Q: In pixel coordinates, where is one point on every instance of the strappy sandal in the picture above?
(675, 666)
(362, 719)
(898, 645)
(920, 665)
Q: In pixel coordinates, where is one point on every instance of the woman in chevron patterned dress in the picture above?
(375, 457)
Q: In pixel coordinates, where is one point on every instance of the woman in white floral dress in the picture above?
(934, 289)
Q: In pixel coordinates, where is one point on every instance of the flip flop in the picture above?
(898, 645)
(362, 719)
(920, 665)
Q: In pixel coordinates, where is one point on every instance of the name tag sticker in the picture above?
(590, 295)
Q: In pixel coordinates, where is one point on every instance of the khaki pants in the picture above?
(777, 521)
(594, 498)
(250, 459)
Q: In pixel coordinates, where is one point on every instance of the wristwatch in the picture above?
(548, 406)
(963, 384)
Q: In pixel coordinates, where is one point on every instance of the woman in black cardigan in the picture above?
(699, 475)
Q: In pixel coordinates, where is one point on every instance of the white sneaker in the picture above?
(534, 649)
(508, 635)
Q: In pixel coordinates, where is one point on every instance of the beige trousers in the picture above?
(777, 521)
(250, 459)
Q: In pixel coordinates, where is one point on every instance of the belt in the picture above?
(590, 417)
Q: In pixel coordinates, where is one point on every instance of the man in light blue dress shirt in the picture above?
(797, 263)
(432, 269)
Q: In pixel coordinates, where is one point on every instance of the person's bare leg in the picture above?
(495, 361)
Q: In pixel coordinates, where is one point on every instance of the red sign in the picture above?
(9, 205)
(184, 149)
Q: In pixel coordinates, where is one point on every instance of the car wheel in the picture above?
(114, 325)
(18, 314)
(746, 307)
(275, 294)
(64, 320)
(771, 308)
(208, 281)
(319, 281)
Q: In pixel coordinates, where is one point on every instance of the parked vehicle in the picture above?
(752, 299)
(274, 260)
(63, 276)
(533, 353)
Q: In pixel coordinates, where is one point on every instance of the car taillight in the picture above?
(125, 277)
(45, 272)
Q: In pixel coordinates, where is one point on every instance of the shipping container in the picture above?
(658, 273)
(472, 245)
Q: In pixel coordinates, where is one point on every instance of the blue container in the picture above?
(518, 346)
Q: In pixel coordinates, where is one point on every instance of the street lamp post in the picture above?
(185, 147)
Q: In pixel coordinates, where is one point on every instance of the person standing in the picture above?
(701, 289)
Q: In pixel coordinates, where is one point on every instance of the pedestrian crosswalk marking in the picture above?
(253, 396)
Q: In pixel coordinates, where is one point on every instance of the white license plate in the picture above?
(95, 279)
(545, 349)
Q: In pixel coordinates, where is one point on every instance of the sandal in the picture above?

##############################

* _Task to carry out_:
Print all of the records above again, word for word, with nothing changed.

* _Final answer_:
Q: In pixel coordinates, where is one point on every instance of the strappy sandal in the picture above?
(675, 666)
(362, 719)
(898, 645)
(920, 665)
Q: In pixel coordinates, where is one point on every instance of the woman in chevron patterned dress in the picture above?
(375, 457)
Q: In pixel coordinates, where is one point on every instance of the woman in white floral dress in the picture above?
(934, 289)
Q: In pixel coordinates, where is one point on every instance of the flip flop in the picture above?
(898, 645)
(362, 719)
(920, 665)
Q: In pixel coordinates, where is one point on every instance of the name tag sticker in the picture above?
(590, 295)
Q: In pixel coordinates, where is one point on every instance of the khaki pants in the picture above?
(777, 521)
(594, 498)
(250, 459)
Q: In pixel coordinates, where is one point on every instance of the wristwatch in the picture above?
(548, 406)
(963, 384)
Q: In pixel coordinates, where is one point on every instance of the woman in black cardigan in the picture above?
(699, 475)
Q: In pixel coordinates, where is one point on every instance of the white sneaker in the picture above?
(534, 649)
(508, 635)
Q: In pixel coordinates, where is one point on every instance of the beige trousers in the picture above?
(777, 521)
(250, 459)
Q: In pixel coordinates, where is one point on every instance of the belt in the picture above?
(590, 417)
Q: In pixel coordinates, where is one point on every instance of the man in light blue dress shirt in the picture above?
(797, 263)
(432, 269)
Q: In pixel coordinates, where is one point on every instance of the person's bare leg in the picture above?
(495, 361)
Q: In pixel coordinates, where is one point on every instance of the red sign in the picture above?
(9, 205)
(184, 149)
Q: In pixel coordinates, where is one point on every instance of the car wheel in the picture above?
(114, 325)
(18, 314)
(746, 307)
(275, 294)
(64, 320)
(771, 308)
(208, 281)
(319, 281)
Q: In pixel coordinates, where is one point on every instance of the parked vehicle in the picture above?
(752, 299)
(274, 260)
(63, 276)
(533, 353)
Q: In pixel coordinates, where is one point on every instance of the car taillight in the picture above?
(125, 277)
(45, 272)
Q: In pixel coordinates, where is one point on every instance of the shipping container in the picture above?
(658, 273)
(472, 245)
Q: In pixel coordinates, where is one point on every instance of the blue container in the picture above?
(518, 346)
Q: In pixel coordinates, where is one point on every instance of the street lamp post in the picture above?
(185, 147)
Q: In pixel coordinates, where is one point on every instance of the person standing in the picture above?
(701, 289)
Q: In pixel coordinates, where is one point on every instance of the pedestrian crosswalk marking in the picture above?
(253, 396)
Q: In pixel coordinates, where is one point on every instance of the white license plate in the picture above?
(95, 279)
(545, 349)
Q: In pixel coordinates, where is one point on every instance of the sandal in the picture above?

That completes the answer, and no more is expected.